[Requirement]
Locate each line in the data below that contains the string "blue", treating uppercase and lowercase as distinct, and copy every such line.

--- START OF Data to use ---

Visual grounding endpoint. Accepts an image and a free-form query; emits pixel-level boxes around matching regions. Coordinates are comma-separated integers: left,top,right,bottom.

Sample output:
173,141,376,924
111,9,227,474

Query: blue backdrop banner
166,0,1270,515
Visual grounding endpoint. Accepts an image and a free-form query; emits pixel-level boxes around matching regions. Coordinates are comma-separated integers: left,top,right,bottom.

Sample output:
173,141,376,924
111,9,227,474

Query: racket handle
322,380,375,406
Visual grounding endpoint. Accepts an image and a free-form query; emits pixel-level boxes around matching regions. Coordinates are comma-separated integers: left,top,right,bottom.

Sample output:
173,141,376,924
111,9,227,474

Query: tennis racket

--- END OF Data to use ---
--- START OF Data to use ---

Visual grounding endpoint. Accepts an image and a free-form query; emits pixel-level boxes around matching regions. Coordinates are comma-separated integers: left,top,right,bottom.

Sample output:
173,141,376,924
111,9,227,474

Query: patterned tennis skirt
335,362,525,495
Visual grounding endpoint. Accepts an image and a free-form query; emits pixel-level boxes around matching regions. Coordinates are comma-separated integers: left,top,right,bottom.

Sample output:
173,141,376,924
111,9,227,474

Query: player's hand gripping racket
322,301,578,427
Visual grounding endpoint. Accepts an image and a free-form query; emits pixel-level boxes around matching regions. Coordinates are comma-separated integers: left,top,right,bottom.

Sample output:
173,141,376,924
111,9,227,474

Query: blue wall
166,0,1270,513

--- END OF Data to use ---

[The answer]
Query: blue backdrop banner
Query: blue wall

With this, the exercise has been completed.